- _Required work_:
The listing below is to be given again in full and word for word, without its images.

Content starts

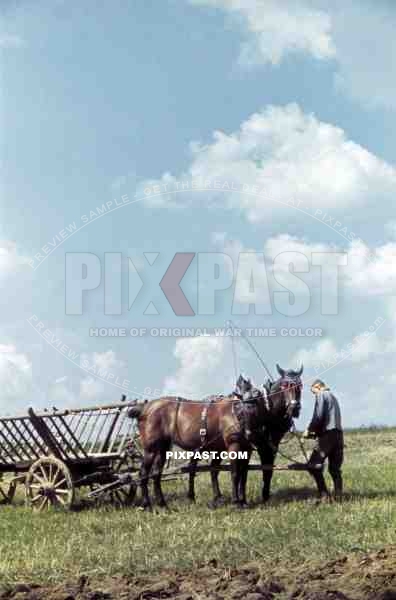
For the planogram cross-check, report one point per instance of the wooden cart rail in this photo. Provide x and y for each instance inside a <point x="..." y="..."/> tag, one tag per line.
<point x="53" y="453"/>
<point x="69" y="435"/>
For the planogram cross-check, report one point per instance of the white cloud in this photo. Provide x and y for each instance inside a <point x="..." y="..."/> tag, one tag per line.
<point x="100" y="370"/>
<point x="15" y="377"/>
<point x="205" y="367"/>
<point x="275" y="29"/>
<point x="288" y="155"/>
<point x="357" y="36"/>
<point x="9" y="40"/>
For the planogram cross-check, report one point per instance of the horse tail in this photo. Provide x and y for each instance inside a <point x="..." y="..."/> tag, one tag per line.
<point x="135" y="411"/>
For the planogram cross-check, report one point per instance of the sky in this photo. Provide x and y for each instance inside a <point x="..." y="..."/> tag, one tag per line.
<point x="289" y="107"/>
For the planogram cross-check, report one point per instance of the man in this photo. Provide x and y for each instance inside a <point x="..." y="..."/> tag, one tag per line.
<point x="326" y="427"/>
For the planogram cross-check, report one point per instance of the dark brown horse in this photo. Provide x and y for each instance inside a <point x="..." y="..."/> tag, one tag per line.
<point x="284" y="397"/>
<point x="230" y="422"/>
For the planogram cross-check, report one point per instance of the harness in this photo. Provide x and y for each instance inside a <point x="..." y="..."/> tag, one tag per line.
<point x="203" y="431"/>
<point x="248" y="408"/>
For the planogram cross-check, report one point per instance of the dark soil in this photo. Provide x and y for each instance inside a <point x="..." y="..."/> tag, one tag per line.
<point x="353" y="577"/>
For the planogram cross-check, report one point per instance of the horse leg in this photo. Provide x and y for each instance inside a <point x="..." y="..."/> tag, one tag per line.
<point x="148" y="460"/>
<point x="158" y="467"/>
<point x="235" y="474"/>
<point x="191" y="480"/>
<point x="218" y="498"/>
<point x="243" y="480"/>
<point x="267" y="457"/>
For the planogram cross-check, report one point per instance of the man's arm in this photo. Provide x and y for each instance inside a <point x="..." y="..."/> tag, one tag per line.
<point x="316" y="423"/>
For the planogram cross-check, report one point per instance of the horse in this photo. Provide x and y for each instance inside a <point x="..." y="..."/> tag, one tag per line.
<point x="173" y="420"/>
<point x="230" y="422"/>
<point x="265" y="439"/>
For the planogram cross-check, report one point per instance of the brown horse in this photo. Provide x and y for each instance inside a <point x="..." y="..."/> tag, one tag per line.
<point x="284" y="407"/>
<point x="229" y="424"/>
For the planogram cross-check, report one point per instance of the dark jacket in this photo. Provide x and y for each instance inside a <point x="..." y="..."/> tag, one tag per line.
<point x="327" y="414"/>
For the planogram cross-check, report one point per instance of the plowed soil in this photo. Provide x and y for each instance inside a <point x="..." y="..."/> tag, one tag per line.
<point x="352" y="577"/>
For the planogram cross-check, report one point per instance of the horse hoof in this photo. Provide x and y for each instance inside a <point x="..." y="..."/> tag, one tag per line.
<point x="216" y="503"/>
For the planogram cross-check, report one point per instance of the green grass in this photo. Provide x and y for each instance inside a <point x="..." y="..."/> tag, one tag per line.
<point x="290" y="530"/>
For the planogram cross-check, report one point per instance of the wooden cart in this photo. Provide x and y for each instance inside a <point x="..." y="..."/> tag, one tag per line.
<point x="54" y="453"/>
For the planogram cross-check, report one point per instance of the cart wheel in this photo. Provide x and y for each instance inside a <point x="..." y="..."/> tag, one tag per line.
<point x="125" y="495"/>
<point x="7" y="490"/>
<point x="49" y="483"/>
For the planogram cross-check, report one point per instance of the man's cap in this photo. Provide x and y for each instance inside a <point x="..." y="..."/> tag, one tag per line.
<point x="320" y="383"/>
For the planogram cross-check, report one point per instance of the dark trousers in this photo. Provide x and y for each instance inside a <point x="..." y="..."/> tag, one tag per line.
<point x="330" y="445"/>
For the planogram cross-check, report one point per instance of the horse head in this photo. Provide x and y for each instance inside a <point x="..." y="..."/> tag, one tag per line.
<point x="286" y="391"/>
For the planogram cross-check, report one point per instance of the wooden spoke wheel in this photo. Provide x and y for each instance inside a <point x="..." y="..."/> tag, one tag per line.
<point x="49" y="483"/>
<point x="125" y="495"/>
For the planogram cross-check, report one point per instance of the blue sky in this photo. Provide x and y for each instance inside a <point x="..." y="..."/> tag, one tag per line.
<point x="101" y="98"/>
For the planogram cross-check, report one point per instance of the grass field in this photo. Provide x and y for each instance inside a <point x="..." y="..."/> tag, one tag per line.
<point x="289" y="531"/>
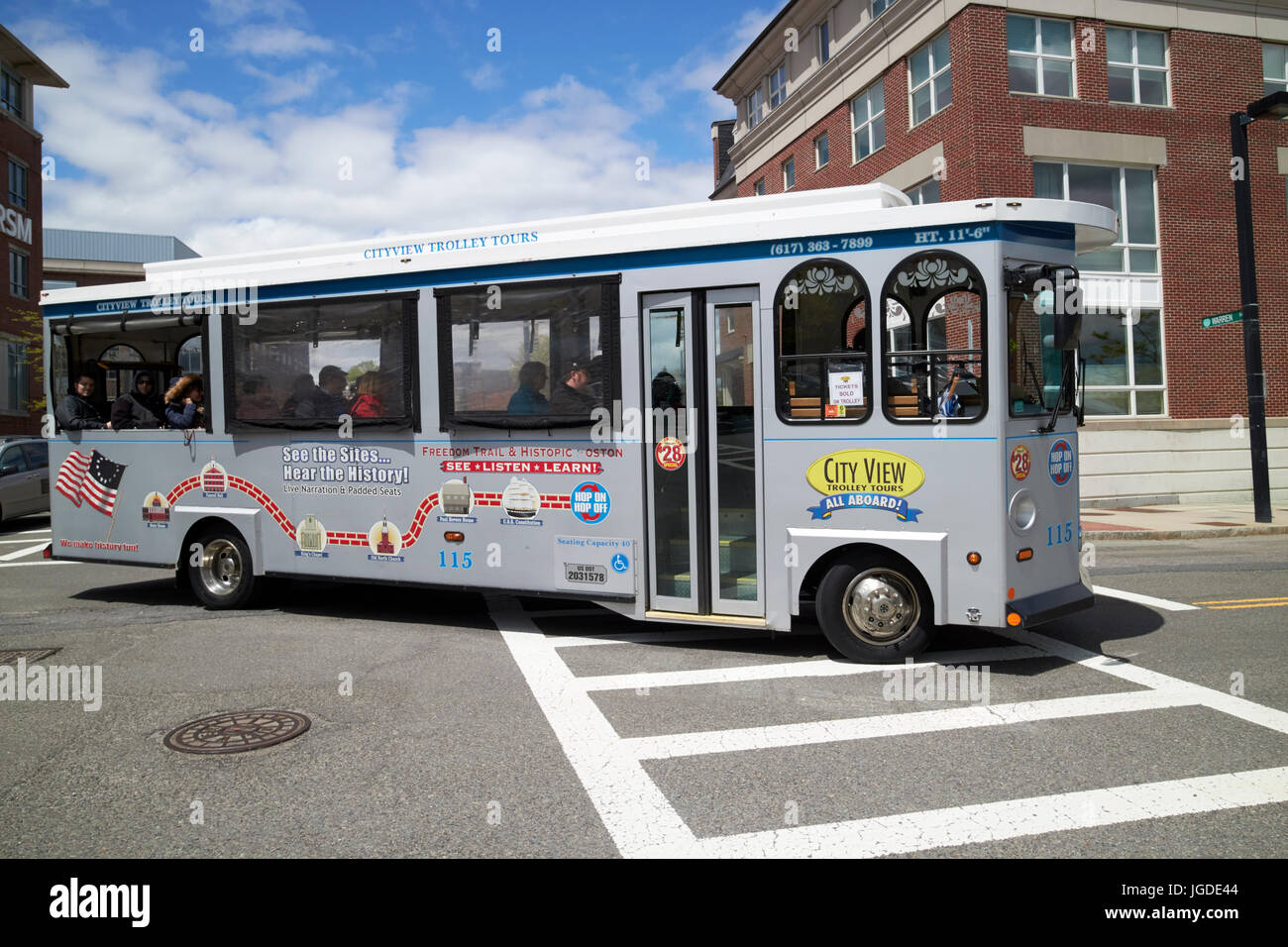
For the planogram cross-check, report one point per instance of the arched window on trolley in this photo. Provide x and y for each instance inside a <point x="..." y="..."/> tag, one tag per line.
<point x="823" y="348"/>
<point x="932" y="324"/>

Content ends

- _Problem solution_:
For the planogram cross-check, report one point per instance of the wooden cart rail in this photo. Provide x and y for each instance inside a <point x="..." y="..."/> tag, one tag per line.
<point x="53" y="453"/>
<point x="69" y="435"/>
For the planogram cross-check, report one point per instance of the white cloud in this photo. Provide x and y for each instance inside a <point x="..." y="..."/> tag, one tag per line.
<point x="100" y="370"/>
<point x="15" y="377"/>
<point x="205" y="367"/>
<point x="275" y="29"/>
<point x="288" y="155"/>
<point x="357" y="36"/>
<point x="9" y="40"/>
For the planogram cross-check, report one point per instance of the horse tail in this photo. Provide x and y for each instance inside a <point x="..." y="..."/> tag, one tag per line.
<point x="135" y="411"/>
For the planogram cross-check, report one point per instance of the sky in this photo. Provide x and y for each instance inside a <point x="..." y="..."/> tag, one tag per line.
<point x="289" y="107"/>
For the planogram cross-check, report one point per instance of the man in this photo. Provide x and y for each instance inside a <point x="..." y="..."/> tag, one tag per line.
<point x="326" y="427"/>
For the planogram cross-check, report one point per instance of the dark brown horse in this photo. Provide x and y for each instance inside a <point x="..." y="..."/> tag, one tag per line.
<point x="284" y="397"/>
<point x="230" y="422"/>
For the planogram cross-check, report one point per instance of the harness in this photo. Provide x and y for each instance inside a <point x="..." y="..."/> tag, one tag per line.
<point x="203" y="431"/>
<point x="248" y="408"/>
For the planogram cross-check, report one point per instance of the dark soil in this photo. Provide x and y for each instance inside a <point x="..." y="..."/> tag, one tag per line.
<point x="353" y="577"/>
For the planogram cross-check, report one point per instance of the horse leg in this photo. Provide x and y for each instance inside a <point x="..." y="..."/> tag, one tag per line.
<point x="148" y="460"/>
<point x="158" y="467"/>
<point x="235" y="474"/>
<point x="191" y="480"/>
<point x="218" y="498"/>
<point x="243" y="480"/>
<point x="267" y="457"/>
For the planogram cross-check, report one point per instance of the man's arm in this photo. Provide x and y for each instance inside a <point x="..." y="..."/> tag, one tag per line.
<point x="316" y="423"/>
For the planogram cross-check, report one point per instance of the horse in this photo. Provide x and y for each instance inside a <point x="..." y="..."/> tag, one tag per line.
<point x="173" y="420"/>
<point x="230" y="422"/>
<point x="265" y="439"/>
For the planogram cross-check, report one point per instance of the brown horse in this photo. Provide x and y for each instance inside a <point x="..." y="..."/> tag, one tag per line.
<point x="284" y="407"/>
<point x="229" y="424"/>
For the planogram cross-check, report one point per instance of the dark jacket in this photo. Provide x and y for each instance inside a <point x="..." y="..."/> tag, one tag per line.
<point x="327" y="414"/>
For the planogram cross-check, report one point per instance of the plowed soil in this photo. Provide x and y for each instance inside a <point x="..." y="..."/> tag, one tag per line.
<point x="352" y="577"/>
For the planogram cross-check, report one point per instance of the horse hoof in this photo. Provide x and y for each instance inside a <point x="..." y="..."/> tag, one tag per line.
<point x="216" y="503"/>
For the planogram cross-check, report one point per instance of the green grass in this photo. Provide x and y for each instance inside a <point x="..." y="..."/> tag, one tag per line.
<point x="290" y="530"/>
For the planogram cross-check, report one point per instance of the wooden cart in this photo. Provide x and y for each instance inside a <point x="..." y="..."/> tag, one tag per line.
<point x="54" y="453"/>
For the planogram cross-check, report one point per instance of the cart wheel in this photo. Provide x and y for each instance inside a <point x="..." y="..."/> tag, one tag per line.
<point x="125" y="495"/>
<point x="7" y="490"/>
<point x="49" y="483"/>
For the planogram cross-check, report one point per instance of the man's cap in this photo. Provide x and y for each instance inside a <point x="..." y="..."/> tag, one tag per line.
<point x="320" y="383"/>
For the planogram cross-check, report one point per instance of the dark trousers in this photo. Provide x and y for each instance inside a <point x="..." y="..."/> tag, one tag per line.
<point x="330" y="445"/>
For the planogram cross-check, report one point per instance of the horse head in this photo. Provide x and y for each instance inside a <point x="..." y="..."/> tag, one tag per line.
<point x="286" y="391"/>
For the planogram cross-check, report one point per instance of the wooden spoke wheel in this photo. Provide x and y for each instance inside a <point x="..." y="..."/> tag, one tag per line.
<point x="49" y="483"/>
<point x="125" y="495"/>
For the planogram cross-check, report one point per instance of the blue sky in this photo. Provide x and y for each instance inside a <point x="..." y="..."/> tag, one tag per line.
<point x="101" y="98"/>
For the planogram cross-check, report one point per instance of the grass field in this photo. Provide x and y for each instance inside a <point x="..." y="..."/> tag, one tag per line.
<point x="289" y="531"/>
For the planogram cross-check, report one point per instance of the arched window on trolley in this photo. Provide x and y for each instance inside a <point x="..." y="..."/> tag, one tag per line.
<point x="823" y="348"/>
<point x="932" y="324"/>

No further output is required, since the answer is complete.